→ **Items from a dataset**:
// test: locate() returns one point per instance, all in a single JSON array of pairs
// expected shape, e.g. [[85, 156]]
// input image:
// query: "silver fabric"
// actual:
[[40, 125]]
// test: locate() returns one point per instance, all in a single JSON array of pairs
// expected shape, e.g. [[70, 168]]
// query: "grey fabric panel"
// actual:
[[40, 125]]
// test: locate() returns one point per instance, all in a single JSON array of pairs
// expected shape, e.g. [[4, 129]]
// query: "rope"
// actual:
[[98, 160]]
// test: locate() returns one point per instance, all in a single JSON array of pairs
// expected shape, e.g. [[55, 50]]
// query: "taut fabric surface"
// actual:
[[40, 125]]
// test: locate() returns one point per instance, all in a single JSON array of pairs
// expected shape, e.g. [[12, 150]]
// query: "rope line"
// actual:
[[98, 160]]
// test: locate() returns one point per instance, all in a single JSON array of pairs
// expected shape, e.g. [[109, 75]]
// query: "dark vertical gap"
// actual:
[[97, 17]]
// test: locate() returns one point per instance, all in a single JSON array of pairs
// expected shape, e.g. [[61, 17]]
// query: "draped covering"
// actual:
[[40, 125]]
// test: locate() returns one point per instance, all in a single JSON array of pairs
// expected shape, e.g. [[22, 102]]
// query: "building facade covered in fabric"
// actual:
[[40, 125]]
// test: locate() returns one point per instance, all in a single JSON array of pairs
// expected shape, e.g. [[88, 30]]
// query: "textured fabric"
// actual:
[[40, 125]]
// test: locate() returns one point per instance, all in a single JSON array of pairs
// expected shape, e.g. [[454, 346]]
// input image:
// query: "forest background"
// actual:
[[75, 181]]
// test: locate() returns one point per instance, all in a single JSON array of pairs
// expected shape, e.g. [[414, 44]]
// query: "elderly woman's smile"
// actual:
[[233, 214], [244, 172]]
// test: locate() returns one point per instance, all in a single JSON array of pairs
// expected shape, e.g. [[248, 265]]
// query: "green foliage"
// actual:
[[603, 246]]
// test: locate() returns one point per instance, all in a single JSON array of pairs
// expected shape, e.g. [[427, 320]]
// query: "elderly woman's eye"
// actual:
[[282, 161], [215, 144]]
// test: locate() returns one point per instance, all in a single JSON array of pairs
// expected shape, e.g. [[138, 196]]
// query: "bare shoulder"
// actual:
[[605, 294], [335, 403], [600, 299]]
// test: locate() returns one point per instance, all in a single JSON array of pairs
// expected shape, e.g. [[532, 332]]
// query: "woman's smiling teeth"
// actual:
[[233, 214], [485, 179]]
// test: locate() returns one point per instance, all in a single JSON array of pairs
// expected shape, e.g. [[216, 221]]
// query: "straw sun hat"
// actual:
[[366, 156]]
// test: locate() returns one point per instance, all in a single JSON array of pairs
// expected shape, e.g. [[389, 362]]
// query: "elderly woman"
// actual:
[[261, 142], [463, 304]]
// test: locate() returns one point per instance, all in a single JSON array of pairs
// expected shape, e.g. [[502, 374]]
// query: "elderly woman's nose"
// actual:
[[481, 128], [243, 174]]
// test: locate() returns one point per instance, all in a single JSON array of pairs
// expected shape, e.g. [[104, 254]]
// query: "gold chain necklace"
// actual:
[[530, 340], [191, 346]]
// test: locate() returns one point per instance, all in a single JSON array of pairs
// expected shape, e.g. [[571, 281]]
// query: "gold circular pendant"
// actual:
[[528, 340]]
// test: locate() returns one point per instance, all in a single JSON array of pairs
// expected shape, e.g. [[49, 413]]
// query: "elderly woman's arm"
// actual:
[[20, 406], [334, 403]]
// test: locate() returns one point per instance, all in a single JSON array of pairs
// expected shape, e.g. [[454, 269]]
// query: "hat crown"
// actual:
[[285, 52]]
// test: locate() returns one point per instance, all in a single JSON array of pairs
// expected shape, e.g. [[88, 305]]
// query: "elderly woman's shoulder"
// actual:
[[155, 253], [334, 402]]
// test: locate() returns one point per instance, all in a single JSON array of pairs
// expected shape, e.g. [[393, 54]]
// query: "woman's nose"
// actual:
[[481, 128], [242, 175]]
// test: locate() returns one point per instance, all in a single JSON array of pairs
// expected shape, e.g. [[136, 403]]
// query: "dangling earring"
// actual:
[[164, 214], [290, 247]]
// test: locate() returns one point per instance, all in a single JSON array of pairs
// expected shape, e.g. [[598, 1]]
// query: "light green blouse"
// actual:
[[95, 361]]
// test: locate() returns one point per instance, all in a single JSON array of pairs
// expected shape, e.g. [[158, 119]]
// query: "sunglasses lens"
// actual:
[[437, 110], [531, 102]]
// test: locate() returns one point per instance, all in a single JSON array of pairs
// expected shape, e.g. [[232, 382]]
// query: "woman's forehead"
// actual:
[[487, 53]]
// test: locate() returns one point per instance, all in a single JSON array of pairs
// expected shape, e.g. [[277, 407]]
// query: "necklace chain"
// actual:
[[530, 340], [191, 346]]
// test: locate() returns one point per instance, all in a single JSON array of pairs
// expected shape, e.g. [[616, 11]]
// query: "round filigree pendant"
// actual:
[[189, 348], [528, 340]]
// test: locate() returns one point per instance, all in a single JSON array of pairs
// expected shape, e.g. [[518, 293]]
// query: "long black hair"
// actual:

→ **Goal of the exercise**: All records above must be set down exactly, please.

→ **The answer**:
// test: locate() returns one point per instance, all in a single JSON array of pairs
// expected shape, e.g. [[85, 156]]
// input image:
// query: "silver fabric"
// actual:
[[40, 125]]
// test: locate() returns one point per instance, all in a single JSON array of pairs
// expected shape, e.g. [[70, 168]]
// query: "grey fabric panel"
// actual:
[[40, 125]]
// test: locate() returns one point per instance, all in a single JSON array of pairs
// expected shape, e.g. [[4, 129]]
// query: "rope"
// actual:
[[98, 160]]
// test: locate() returns one point per instance, all in a single JSON array of pairs
// expected shape, e.g. [[55, 50]]
// query: "taut fabric surface"
// actual:
[[40, 125]]
// test: locate() returns one point per instance, all in a single JSON array of pairs
// expected shape, e.g. [[12, 150]]
// query: "rope line"
// actual:
[[98, 160]]
// test: locate() returns one point per instance, all in a single JSON array of pairs
// expected shape, e.g. [[109, 75]]
// query: "dark vertical gap"
// actual:
[[97, 17]]
// test: locate() returns one point per instance, all in a single JSON array of pairs
// expected shape, e.g. [[61, 17]]
// query: "draped covering"
// actual:
[[40, 125]]
// test: locate() returns one point per instance, all in a single JSON array of pairs
// expected shape, e.g. [[22, 102]]
// query: "building facade covered in fabric"
// actual:
[[40, 125]]
// test: locate() returns one point per instance, all in a single JSON array of pairs
// expected shape, e.g. [[88, 30]]
// query: "textured fabric"
// actual:
[[40, 125]]
// test: locate() returns one point per instance, all in a single JSON array of pairs
// expected shape, e.g. [[454, 346]]
// input image:
// query: "forest background"
// actual:
[[75, 181]]
// test: locate() returns one point per instance, all in a single JSON array of pairs
// expected shape, e.g. [[414, 44]]
// query: "elderly woman's smile"
// actual:
[[233, 214], [244, 172]]
// test: locate() returns one point per instance, all in a single JSON array of pairs
// expected shape, e.g. [[248, 265]]
// query: "green foliage"
// actual:
[[603, 246]]
// test: locate() returns one point per instance, all in a single JSON array of pairs
// expected shape, e.g. [[427, 320]]
// query: "elderly woman's eye"
// actual:
[[282, 161], [215, 144]]
// test: locate() returns one point per instance, all in a single JSON array of pairs
// expected shape, e.g. [[138, 196]]
// query: "bare shoulder"
// actual:
[[605, 294], [335, 403], [600, 299]]
// test: locate() returns one point per instance, all in a single JSON array of pairs
// expected shape, e.g. [[532, 332]]
// query: "woman's smiling teeth"
// actual:
[[233, 214], [485, 179]]
// test: locate() returns one point per instance, all in a single JSON array of pairs
// expected shape, e.g. [[216, 221]]
// query: "straw sun hat"
// actual:
[[366, 156]]
// test: locate() returns one point per instance, all in a single JSON array of pairs
// expected shape, e.g. [[389, 362]]
// query: "elderly woman"
// actual:
[[261, 142], [463, 304]]
// test: locate() returns one point per instance, all in a single JSON array of pairs
// expected shape, e.g. [[502, 374]]
// query: "elderly woman's nose"
// actual:
[[481, 128], [243, 174]]
// test: locate() returns one point per instance, all in a single JSON array of pairs
// expected shape, e.g. [[104, 254]]
// query: "gold chain necklace"
// actual:
[[530, 340], [191, 346]]
// test: locate() returns one point per instance, all in a single JSON array of pairs
// expected shape, e.g. [[571, 281]]
// query: "gold circular pendant"
// actual:
[[528, 340]]
// test: locate() returns one point per instance, all in a single JSON array of pairs
// expected shape, e.g. [[49, 413]]
// query: "elderly woman's arm"
// actual:
[[20, 406], [334, 403]]
// test: locate() returns one point per instance, all in a single JSON array of pairs
// expected shape, e.g. [[454, 269]]
// query: "hat crown"
// actual:
[[285, 52]]
// test: locate() returns one point per instance, all in a single JSON array of pairs
// expected shape, e.g. [[88, 305]]
// query: "elderly woman's shoulder"
// actual:
[[155, 253], [334, 402]]
// test: locate() returns one point per instance, all in a single JSON array of pairs
// expected shape, e.g. [[393, 54]]
// query: "woman's nose"
// actual:
[[481, 128], [242, 175]]
// test: locate() returns one point per instance, all in a single JSON array of pairs
// expected shape, e.g. [[136, 403]]
// query: "dangling earring"
// actual:
[[164, 214], [290, 247]]
// test: locate() returns one point per instance, all in a single JSON array of pairs
// expected shape, e.g. [[598, 1]]
// query: "light green blouse"
// actual:
[[95, 361]]
// test: locate() returns one point per instance, all in a single JSON array of pairs
// expected shape, e.g. [[158, 119]]
// query: "sunglasses lens"
// actual:
[[437, 110], [531, 102]]
// test: locate() returns one point per instance, all in a single JSON array of pairs
// expected shape, e.g. [[232, 382]]
// query: "woman's forehead"
// actual:
[[487, 53]]
// test: locate() returns one point per instance, all in a single JSON array of pairs
// expected shape, e.g. [[277, 407]]
// query: "necklace chain"
// actual:
[[530, 340], [191, 346]]
// test: locate() returns one point per instance, all in a single JSON array of pairs
// expected shape, e.g. [[616, 11]]
// query: "round filigree pendant"
// actual:
[[189, 348], [528, 340]]
// test: locate() returns one point per instance, all in a single JSON array of pairs
// expected shape, e.g. [[518, 293]]
// query: "long black hair"
// actual:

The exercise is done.